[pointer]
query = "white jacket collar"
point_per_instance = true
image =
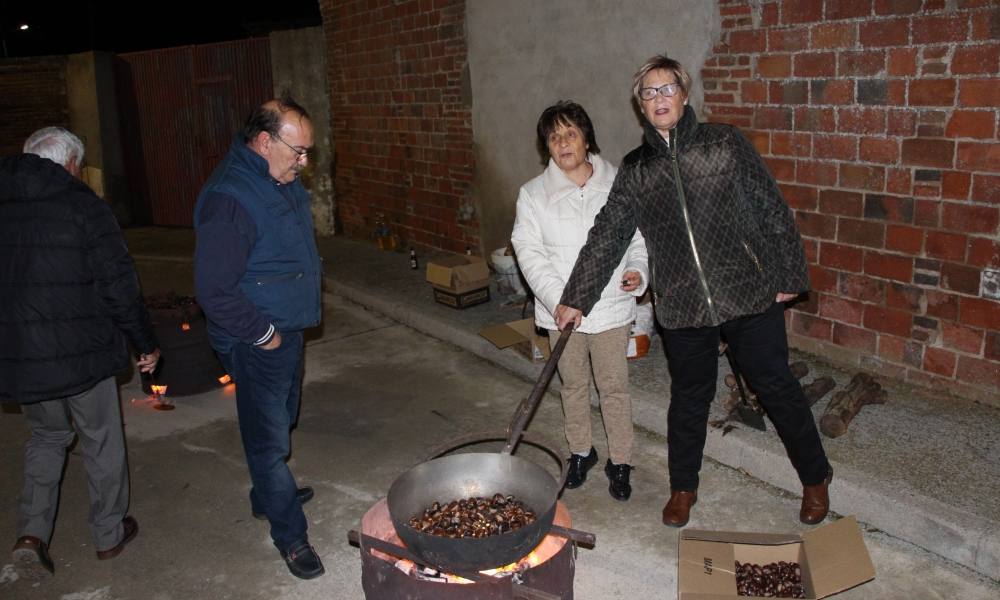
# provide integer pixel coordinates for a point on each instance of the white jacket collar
(557, 185)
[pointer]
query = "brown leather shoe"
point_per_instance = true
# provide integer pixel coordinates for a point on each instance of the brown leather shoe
(815, 501)
(31, 559)
(130, 528)
(678, 509)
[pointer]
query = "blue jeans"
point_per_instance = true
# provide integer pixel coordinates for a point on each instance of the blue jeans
(268, 390)
(760, 347)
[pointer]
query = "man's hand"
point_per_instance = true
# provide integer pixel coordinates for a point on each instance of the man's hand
(631, 281)
(147, 362)
(274, 343)
(566, 315)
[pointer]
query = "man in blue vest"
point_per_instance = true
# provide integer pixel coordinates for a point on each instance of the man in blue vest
(257, 277)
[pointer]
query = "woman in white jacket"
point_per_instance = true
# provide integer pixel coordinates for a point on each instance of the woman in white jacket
(554, 213)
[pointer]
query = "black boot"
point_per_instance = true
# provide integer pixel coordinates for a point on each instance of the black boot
(618, 476)
(578, 467)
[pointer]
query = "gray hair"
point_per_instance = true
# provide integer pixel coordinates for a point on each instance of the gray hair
(660, 61)
(56, 144)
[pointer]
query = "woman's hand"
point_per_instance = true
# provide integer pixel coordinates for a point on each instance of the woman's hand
(631, 281)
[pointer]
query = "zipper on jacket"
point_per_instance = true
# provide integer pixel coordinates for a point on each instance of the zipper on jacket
(672, 143)
(753, 256)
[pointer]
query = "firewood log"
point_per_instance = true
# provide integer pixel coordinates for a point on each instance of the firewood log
(818, 388)
(844, 406)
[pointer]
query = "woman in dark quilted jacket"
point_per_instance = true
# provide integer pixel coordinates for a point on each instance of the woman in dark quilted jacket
(724, 256)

▸ Short problem:
Exact duplication of all the records is required; pictures are omitted from the copy.

▸ Completed exercise:
[pointer]
query = "white jacket collar"
point_per_instance = true
image =
# provide integer pixel coordinates for a point on each instance of the white jacket collar
(557, 185)
[pointer]
query = "brown leather shoe"
point_per_instance = true
# provide integer pixel coordinates for a point on each instance of the brown leather shoe
(815, 501)
(31, 559)
(130, 528)
(678, 509)
[pointer]
query = "blue jeans"
point_per_instance = true
# provide integer pixel coordinates for a point on each instance of the blue jeans
(268, 390)
(760, 347)
[pointer]
query = "man's hand"
point_per_instance = true
# provide integer pixel coordinates for a point on each instance of the man's hand
(631, 281)
(147, 362)
(274, 343)
(566, 315)
[pointer]
query = "man in blue vest"
point_per_instance = true
# provide integer pixel coordinates for a point on each instance of the man in blue vest
(257, 277)
[pointer]
query = "woman in white jacket"
point_per_instance = true
# provide integer pixel coordinates for a point on each instance of the woman in white jacket
(554, 213)
[pointer]
query = "black boot"
point_per_instance = true
# provide integer pixel coordinates for a point on each instance of the black boot
(618, 476)
(578, 467)
[pointer]
query = "gray hair"
point_per_instance = true
# provide integer pixel coordinates for a point on each instance of the gray hair
(660, 61)
(56, 144)
[pointer]
query = "woman's hand"
point_per_instance = true
# provide integer pixel coordinates for a point on each instance of the woman's hand
(631, 281)
[pointer]
query = "zipper on jacket"
point_per_instance = true
# provide integer pixel coordinates for a point on each instance of the zipper on jacket
(672, 143)
(753, 256)
[pointer]
query = "firewood log"
point_per_instance = true
# provide integer pixel coordinates for a point on each instance of the firewood log
(818, 388)
(844, 406)
[pointer]
query = "woman in dark quilted jacket"
point_per_instance = true
# provide integer pixel coordinates for a point on each instance of the woman in dark quilted jacket
(724, 256)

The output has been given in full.